(Text provided)
There was good news and bad news in the French lorry drivers' strike yesterday. The good news was that the UFT (Union of Transport Federations), which represents 80 per cent of employers in the French trucking industry, joined negotiations for the first time since the strike began on Sunday night.
The bad news was that as talks advanced the strike worsened, with more than 30 new roadblocks, including, for the first time, a barricade on the Paris ring road.
In the most violent incident of the strike, masked men attacked lorry drivers at Vitrolles, near Marseilles. The French Union of Petroleum Companies said 30 per cent of French petrol stations are out of fuel, with the south and the Atlantic coast hit hardest. Blockaded factories at Flins and Lille had spare parts delivered by helicopter.
Ms Nicole Notat, the leader of the CFDT trade union whose trucking branch represents the largest number of striking drivers, was so optimistic about the negotiations at the Ministry of Transport that she predicted a settlement overnight. For the first time, management yesterday pronounced the magic words "guaranteed monthly salary" - a principal demand of the strikers, along with the fulfilment of commitments made a year ago. Until now, employers insisted on paying annual salaries, giving themselves leeway to determine when and how long drivers worked.
In another encouraging sign, Mr Rene Petit, head of the main group within the UFT, said there was a desire to resolve the crisis on the basis of the Sunday morning agreement - which the UFT earlier rejected. Some commentators believe the larger companies are happy to let the strike drag on, in hopes it will push smaller groups in the cut-throat haulage industry out of business.
So far, negotiators have agreed unanimously only to condemn the violence that is poisoning the strike. At 4 a.m. yesterday morning, 20 hooded men attacked trade unionists at a blockade in Vitrolles with baseball bats and crowbars. Three strikers were wounded; one was hospitalised with serious head injuries.
Ten lorries from the TFE company drove through the barricade during the attack. The owner of TFE, his son, their driver and three other men were arrested. Trade unionists took revenge on the company by blocking another of its warehouses, hundreds of kilometres away near Bordeaux.
By deploying police reinforcements, the government had managed to prevent the strike affecting the capital until yesterday evening, when lorry drivers created a massive traffic jam during rush hour by setting up a barrage filtrant - filtering checkpoint - at the Porte des Lilas on the Paris peripherique for 90 minutes. All but two dozen of the 191 roadblocks across France allow private cars through.
(End Text provided)
(Exercise objective) Please state what share of French petrol stations were out of fuel, according to the French Union of Petroleum Companies in the article on the French lorry drivers' strike. The records have nothing to do with the article on the French lorry drivers' strike.
(Entries provided)
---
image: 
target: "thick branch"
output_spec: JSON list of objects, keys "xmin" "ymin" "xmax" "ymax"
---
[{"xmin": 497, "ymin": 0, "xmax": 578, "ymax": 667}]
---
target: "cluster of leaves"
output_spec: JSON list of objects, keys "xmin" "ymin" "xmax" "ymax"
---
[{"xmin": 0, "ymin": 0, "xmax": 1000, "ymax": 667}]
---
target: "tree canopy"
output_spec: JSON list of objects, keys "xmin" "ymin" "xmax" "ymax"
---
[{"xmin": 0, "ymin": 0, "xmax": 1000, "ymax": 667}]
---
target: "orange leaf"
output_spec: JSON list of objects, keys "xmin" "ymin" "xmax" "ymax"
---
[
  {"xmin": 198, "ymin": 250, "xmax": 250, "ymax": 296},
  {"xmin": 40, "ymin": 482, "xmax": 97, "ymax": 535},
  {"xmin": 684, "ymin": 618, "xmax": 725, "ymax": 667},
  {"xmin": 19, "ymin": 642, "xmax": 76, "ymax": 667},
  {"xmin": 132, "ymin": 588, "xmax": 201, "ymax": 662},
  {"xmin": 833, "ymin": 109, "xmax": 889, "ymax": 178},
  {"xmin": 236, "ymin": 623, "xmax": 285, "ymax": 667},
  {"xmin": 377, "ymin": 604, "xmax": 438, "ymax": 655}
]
(End Entries provided)
(Answer to this problem) 30 percent of French petrol stations were out of fuel.